Prompt 1
Update the forum thread about the oven shortage, from "## jnk36jnk (Mar" through "get ours in.", inclusive, and replace "parts department" with "parts counter" throughout.
Prompt 2
Which departments of the dealership does the forum thread about the oven shortage mention?
Prompt 3
In the forum thread about the oven shortage:
(a) Which trailer model did chetlenox receive without an oven?
(b) From which dealer did Jodi get her 25RSS?
(c) How long did Jodi's dealer tell her to wait before calling?

Supplied text
▶

# My oven is in...



## chetlenox (Feb 3, 2004)

Hey all,

For those folks waiting for the shortage to be over, I just wanted to let you know that my local (Portland, OR) dealer's parts department called and said my oven is in. I'm dropping my trailer off next Monday (I'm camping this weekend) to get it swapped out with the stovetop-only unit that the trailer came delivered with. My wife loves to bake, so when my 2004 28RSS showed up in February without an oven, the salesman just penciled in an oven and install as part of the purchase (no charge, which I thought was a nice jesture for something that wasn't even the dealer's fault).

Just a word of caution, at the time of purchase my salesman said "You don't have to do anything, we'll just call you when an oven comes in." Well, every month or so I've been calling him and getting the response, "Nope, the Outbacks are still arriving sans-oven, it will be a few more months". Well, I was in the parts department picking up some other things two weeks ago and chatted with the guy behind the counter: "Oh yeah, we are getting a few in a week, I'll put you on the list." A week and a half later, bingo. Service department says come on in and we'll swap it out in a day or two.

Bottom line, if you are waiting for an oven it might pay to talk to the parts and service department rather than sales. In my case, they were much more motivated to help out. Not knocking my salesman, he was great to work with on the sale, it's just that he already had my check...









Chet.


----------



## jnk36jnk (Mar 9, 2004)

Hi Chet, what dealer are you using in Portland, Oregon. We just got our 25RSS from Curtis Trailer, without oven. I have in writing that they will put one in as soon as they get them and the dealer told me not to even call for about six months!!! If your dealer is getting them I am going to be on the phone asking mine why he isn't. Jodi


----------



## chetlenox (Feb 3, 2004)

Jodi,

Yep, we bought from Curtis as well. Call the parts department (not sales) and ask to be put on the list for an oven once another comes in. The parts guys are great, they'll take good care of you. They said they are only getting a trickle ("a few a week" was the exact wording), but the list for those folks waiting can't be that long, since it only took a couple of weeks to get ours in.

◀

Data section

▶

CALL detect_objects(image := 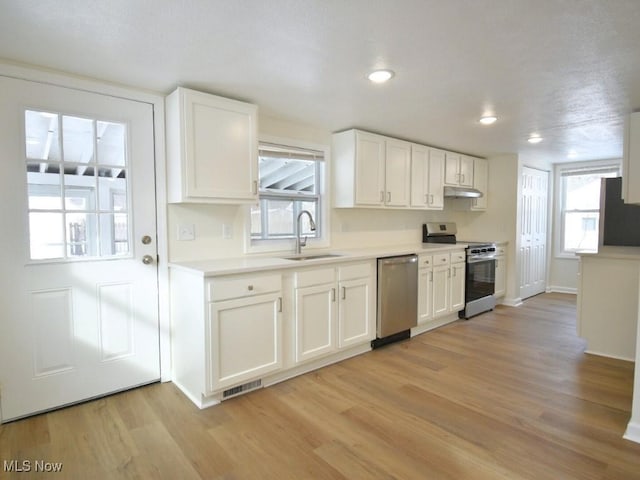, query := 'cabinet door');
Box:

◀
▶

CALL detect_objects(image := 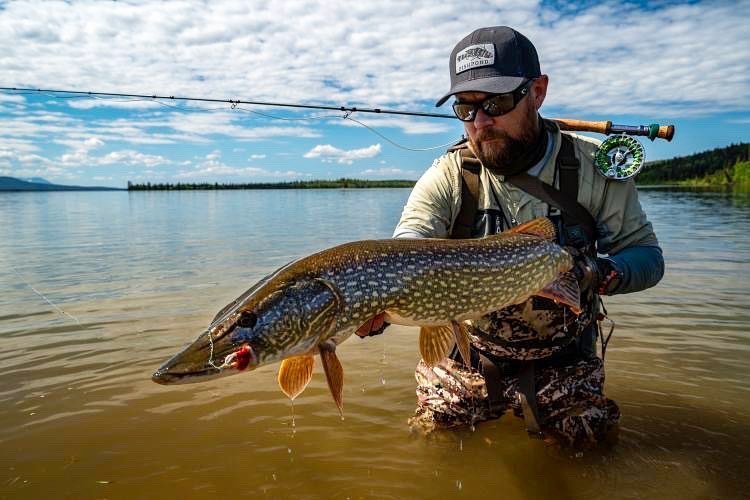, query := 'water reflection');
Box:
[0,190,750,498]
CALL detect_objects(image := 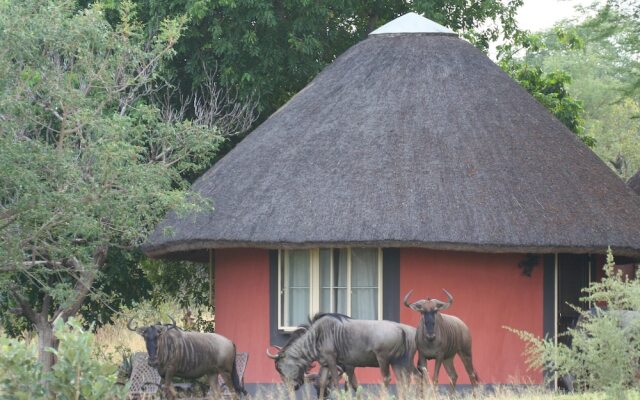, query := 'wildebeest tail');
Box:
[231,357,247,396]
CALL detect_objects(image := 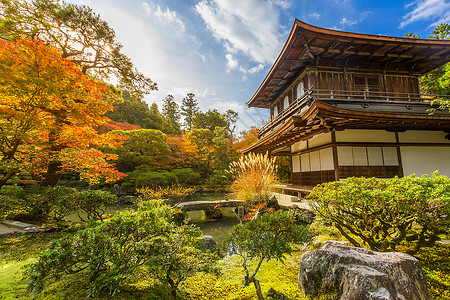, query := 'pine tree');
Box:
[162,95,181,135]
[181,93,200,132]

◀

Correct result 1
## jnk36jnk (Mar 9, 2004)

Hi Chet, what dealer are you using in Portland, Oregon. We just got our 25RSS from Curtis Trailer, without oven. I have in writing that they will put one in as soon as they get them and the dealer told me not to even call for about six months!!! If your dealer is getting them I am going to be on the phone asking mine why he isn't. Jodi


----------



## chetlenox (Feb 3, 2004)

Jodi,

Yep, we bought from Curtis as well. Call the parts counter (not sales) and ask to be put on the list for an oven once another comes in. The parts guys are great, they'll take good care of you. They said they are only getting a trickle ("a few a week" was the exact wording), but the list for those folks waiting can't be that long, since it only took a couple of weeks to get ours in.

Correct result 2
Parts department, service department, sales

Correct result 3
(a) A 2004 28RSS
(b) Curtis Trailer
(c) About six months